In 1937, the Works Progress Administration (WPA) funded the construction of the Country Cabin on the Powell River near Norton, Virginia. It served as a community gathering place where she and her sisters taught traditional music, performance, and crafts, and served meals to impoverished schoolchildren. While the original Cabin fell into disuse over the years, it was resurrected in 1978 as Country Cabin II and is now on the National Register of Historic Places.

She went on folk song collecting trips with A. P. Carter of the famous Carter Family. Appalachian scholar Jack Wright described their process: "She was a distant cousin of A.P. Carter's, and when A.P. went on his song-finding missions, she would often go with him because he couldn't remember tunes as well as she could, and he didn't play guitar so well. She would learn the chords of the songs, and then he would write the songs down." She herself was recorded by Herbert Halpert of the WPA in 1939, credited as Mrs. Kate Peters.

From 1947 to 1954, she and Meadie Moles performed a biweekly show as the Cumberland Valley Girls on WNVA radio. From 1948 to 1951, she was recorded by Tennessee's Folk-Star Records. In 1968, she was recorded by folk song collector Mike Seeger, brother of musician Pete Seeger.

After the death of Sidney Peters, she married another coal miner, Archie Sturgill.

== Death and legacy ==
Kate Peters Sturgill died on June 19, 1975.

Sturgill is celebrated at the annual Dock Boggs and Kate Peters Sturgill Memorial Festival, which was started by Jack Wright at Clinch Valley College in 1969.

● **Records**:
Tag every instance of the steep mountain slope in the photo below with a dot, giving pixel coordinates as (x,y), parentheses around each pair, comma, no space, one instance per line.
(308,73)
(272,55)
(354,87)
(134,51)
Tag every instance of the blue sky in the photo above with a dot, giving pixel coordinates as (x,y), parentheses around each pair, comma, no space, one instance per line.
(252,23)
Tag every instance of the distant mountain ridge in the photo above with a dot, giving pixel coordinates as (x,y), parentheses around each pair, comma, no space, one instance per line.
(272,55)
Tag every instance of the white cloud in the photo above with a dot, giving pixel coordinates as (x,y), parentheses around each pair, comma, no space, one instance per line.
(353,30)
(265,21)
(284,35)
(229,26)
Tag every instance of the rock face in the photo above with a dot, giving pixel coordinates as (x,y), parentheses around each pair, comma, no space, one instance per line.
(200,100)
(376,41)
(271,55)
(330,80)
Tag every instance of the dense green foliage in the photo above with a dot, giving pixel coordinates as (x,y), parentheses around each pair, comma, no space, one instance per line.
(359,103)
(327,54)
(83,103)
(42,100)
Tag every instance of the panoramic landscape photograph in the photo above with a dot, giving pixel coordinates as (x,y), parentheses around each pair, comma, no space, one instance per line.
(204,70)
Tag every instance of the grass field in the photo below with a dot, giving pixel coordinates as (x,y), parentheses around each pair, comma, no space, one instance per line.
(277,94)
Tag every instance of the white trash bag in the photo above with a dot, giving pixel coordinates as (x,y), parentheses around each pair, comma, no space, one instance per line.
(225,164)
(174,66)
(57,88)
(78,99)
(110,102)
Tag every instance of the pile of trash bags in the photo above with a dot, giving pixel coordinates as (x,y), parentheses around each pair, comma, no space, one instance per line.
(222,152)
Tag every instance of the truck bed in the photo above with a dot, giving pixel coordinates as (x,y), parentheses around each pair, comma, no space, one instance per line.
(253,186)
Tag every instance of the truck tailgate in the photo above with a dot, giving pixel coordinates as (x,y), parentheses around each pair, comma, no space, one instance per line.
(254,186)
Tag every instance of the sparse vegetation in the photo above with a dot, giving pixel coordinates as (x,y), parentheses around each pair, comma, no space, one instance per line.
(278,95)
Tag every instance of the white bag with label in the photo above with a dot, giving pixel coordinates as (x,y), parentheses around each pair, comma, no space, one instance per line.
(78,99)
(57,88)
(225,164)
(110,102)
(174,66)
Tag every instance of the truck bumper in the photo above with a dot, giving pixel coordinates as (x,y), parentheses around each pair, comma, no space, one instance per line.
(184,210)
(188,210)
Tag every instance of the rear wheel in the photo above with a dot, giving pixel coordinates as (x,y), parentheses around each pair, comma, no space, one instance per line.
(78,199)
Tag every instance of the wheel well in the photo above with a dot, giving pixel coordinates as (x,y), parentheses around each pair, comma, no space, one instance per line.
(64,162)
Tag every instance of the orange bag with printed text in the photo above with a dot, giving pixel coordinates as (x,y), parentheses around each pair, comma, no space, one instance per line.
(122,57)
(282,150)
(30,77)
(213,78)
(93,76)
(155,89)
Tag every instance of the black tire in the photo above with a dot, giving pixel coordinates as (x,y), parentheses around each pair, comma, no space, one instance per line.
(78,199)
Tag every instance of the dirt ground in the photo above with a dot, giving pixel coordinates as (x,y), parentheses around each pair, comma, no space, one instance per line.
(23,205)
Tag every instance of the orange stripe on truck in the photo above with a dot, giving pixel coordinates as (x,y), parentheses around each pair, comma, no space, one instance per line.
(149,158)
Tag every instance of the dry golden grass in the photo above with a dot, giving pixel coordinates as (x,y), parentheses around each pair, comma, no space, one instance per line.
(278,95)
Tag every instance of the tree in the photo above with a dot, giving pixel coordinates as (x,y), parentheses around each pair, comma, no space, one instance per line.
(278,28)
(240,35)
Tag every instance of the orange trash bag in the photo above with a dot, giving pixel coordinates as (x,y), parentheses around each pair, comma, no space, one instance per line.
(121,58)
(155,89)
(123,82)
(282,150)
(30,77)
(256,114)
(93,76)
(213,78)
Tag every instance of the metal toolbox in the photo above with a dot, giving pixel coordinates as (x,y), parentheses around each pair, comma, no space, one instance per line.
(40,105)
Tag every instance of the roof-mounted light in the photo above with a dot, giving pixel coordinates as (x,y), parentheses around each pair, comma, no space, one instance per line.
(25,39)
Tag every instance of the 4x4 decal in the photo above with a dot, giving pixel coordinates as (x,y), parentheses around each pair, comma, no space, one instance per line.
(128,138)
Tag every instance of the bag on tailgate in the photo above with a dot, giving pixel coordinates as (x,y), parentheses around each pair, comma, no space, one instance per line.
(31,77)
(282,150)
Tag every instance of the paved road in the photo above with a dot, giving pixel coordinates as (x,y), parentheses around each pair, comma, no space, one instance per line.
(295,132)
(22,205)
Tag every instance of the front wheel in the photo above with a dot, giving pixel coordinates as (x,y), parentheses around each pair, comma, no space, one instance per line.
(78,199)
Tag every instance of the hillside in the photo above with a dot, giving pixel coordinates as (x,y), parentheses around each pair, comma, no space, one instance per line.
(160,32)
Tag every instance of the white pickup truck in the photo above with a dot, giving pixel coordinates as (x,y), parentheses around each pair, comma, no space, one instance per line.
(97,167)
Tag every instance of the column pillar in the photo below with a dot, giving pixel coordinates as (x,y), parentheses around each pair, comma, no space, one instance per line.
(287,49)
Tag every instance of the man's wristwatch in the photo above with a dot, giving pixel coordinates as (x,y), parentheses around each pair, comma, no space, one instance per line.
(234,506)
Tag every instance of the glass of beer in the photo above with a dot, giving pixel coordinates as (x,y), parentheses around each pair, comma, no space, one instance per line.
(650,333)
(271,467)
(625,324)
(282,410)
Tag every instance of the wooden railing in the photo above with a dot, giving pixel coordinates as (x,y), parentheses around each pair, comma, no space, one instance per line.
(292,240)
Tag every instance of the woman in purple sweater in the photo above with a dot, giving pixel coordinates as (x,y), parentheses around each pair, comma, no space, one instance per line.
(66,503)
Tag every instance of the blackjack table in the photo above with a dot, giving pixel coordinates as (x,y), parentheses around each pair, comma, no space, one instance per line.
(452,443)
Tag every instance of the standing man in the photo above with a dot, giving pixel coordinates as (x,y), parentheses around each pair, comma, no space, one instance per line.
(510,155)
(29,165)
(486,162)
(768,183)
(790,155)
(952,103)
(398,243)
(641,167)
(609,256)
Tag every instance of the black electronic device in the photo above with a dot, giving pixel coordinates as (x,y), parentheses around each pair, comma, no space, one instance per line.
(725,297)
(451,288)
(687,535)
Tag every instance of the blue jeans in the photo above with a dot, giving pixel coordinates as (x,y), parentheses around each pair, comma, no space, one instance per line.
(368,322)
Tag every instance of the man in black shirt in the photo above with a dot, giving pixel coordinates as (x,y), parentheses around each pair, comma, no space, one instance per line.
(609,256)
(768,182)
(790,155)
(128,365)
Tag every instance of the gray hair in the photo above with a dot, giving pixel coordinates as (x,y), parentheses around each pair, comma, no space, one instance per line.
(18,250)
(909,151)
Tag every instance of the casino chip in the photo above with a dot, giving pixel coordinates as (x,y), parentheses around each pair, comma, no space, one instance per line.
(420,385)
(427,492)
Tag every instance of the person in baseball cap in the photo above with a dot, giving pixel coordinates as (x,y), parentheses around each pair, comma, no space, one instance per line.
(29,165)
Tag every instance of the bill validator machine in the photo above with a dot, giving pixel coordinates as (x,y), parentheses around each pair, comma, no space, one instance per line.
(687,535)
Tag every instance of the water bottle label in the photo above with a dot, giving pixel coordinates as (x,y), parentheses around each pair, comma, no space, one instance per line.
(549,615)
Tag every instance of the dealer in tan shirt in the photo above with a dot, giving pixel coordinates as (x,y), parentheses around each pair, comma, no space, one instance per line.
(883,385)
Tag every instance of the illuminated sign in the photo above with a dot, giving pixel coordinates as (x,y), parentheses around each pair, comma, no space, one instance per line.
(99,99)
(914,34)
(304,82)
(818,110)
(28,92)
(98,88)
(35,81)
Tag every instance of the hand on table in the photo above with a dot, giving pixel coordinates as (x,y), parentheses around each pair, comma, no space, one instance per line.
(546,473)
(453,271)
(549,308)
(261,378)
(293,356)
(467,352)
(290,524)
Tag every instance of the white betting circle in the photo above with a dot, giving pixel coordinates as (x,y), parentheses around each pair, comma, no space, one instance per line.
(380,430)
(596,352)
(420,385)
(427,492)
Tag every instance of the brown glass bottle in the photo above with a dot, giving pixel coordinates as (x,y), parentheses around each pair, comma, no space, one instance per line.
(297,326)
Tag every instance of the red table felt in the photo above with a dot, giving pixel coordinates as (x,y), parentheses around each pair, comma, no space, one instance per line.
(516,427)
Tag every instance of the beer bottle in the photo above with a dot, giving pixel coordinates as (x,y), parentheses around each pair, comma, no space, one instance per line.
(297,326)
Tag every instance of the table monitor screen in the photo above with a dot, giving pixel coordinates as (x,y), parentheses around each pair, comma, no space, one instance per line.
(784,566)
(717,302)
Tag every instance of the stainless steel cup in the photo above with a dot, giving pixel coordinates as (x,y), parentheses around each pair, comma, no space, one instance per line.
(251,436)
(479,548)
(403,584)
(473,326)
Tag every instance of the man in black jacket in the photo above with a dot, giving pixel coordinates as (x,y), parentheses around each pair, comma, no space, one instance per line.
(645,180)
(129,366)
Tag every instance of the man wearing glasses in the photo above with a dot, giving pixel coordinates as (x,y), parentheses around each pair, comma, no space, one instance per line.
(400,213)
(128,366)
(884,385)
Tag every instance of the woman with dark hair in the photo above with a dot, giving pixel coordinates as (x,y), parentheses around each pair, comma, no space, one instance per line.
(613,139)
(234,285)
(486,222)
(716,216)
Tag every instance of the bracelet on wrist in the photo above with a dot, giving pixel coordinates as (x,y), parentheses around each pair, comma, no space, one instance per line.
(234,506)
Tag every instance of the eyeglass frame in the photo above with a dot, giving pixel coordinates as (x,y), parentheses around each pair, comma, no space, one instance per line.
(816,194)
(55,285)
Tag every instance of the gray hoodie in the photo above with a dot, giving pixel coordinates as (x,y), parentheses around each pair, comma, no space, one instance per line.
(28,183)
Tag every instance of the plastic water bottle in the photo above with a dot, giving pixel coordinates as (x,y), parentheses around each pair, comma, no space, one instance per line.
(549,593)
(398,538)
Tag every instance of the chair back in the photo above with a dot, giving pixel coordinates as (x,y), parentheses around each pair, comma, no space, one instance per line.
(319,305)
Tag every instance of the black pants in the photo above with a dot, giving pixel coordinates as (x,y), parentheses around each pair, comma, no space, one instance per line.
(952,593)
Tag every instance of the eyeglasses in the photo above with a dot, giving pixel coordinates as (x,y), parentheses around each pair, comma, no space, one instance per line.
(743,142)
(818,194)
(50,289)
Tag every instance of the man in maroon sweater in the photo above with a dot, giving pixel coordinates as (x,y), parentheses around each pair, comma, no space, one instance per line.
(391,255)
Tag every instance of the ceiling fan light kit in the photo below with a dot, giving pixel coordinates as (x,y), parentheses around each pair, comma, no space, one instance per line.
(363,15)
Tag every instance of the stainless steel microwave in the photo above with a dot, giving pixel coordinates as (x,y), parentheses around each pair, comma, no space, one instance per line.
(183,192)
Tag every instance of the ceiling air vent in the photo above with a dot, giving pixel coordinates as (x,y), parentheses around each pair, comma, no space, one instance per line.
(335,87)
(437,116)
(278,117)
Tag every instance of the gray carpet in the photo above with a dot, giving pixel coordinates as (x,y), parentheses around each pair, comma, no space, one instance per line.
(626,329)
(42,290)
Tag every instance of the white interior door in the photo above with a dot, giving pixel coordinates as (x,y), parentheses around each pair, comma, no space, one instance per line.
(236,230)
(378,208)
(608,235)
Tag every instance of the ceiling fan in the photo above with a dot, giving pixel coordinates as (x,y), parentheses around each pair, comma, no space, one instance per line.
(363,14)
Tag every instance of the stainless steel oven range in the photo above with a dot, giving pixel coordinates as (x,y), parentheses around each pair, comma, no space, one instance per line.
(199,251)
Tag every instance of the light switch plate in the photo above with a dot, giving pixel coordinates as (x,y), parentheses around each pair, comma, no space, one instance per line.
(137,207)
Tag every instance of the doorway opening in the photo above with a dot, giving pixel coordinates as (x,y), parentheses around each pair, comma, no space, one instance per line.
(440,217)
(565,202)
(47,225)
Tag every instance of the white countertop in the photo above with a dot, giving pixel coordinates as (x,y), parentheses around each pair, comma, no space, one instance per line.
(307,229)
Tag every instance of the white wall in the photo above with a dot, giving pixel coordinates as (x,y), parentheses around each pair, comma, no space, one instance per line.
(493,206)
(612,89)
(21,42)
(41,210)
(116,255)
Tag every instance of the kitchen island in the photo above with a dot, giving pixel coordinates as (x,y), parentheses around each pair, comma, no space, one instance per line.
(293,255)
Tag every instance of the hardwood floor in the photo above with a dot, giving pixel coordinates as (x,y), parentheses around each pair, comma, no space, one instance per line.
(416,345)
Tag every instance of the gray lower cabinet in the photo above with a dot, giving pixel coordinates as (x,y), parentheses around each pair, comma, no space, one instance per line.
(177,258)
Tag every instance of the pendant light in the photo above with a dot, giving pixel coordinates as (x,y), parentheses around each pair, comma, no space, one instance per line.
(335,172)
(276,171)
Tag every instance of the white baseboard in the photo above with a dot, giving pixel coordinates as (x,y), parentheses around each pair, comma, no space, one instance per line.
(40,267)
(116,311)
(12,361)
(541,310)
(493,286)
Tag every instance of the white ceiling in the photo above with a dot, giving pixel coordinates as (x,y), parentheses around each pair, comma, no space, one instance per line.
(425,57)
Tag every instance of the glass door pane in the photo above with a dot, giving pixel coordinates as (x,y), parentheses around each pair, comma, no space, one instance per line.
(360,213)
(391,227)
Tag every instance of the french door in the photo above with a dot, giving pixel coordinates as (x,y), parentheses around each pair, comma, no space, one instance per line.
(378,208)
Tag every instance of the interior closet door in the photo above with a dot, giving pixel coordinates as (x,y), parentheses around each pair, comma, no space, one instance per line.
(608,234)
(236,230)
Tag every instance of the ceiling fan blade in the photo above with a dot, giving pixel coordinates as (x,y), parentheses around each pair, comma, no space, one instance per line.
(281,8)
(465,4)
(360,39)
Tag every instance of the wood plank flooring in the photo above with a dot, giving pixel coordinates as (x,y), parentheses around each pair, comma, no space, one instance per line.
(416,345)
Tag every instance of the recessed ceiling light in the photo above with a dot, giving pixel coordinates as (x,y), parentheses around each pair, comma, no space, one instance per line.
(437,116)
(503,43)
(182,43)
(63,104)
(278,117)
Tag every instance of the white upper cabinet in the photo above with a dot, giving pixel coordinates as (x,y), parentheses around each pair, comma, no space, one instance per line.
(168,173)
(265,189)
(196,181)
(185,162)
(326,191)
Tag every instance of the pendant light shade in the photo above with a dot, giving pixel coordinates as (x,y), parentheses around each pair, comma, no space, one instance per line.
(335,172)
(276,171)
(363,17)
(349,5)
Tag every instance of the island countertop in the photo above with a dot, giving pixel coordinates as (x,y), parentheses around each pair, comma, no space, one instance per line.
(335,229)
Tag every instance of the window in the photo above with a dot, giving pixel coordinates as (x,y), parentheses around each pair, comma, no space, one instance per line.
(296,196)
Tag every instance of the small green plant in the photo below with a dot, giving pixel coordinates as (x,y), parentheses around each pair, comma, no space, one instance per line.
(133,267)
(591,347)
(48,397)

● **Task item**: Please print, word for word, the part of the Kate Peters Sturgill text that opens with the words containing "She went on" and closes with "Mrs. Kate Peters.". Rely on the Kate Peters Sturgill text and nothing else.

● **Expected answer**:
She went on folk song collecting trips with A. P. Carter of the famous Carter Family. Appalachian scholar Jack Wright described their process: "She was a distant cousin of A.P. Carter's, and when A.P. went on his song-finding missions, she would often go with him because he couldn't remember tunes as well as she could, and he didn't play guitar so well. She would learn the chords of the songs, and then he would write the songs down." She herself was recorded by Herbert Halpert of the WPA in 1939, credited as Mrs. Kate Peters.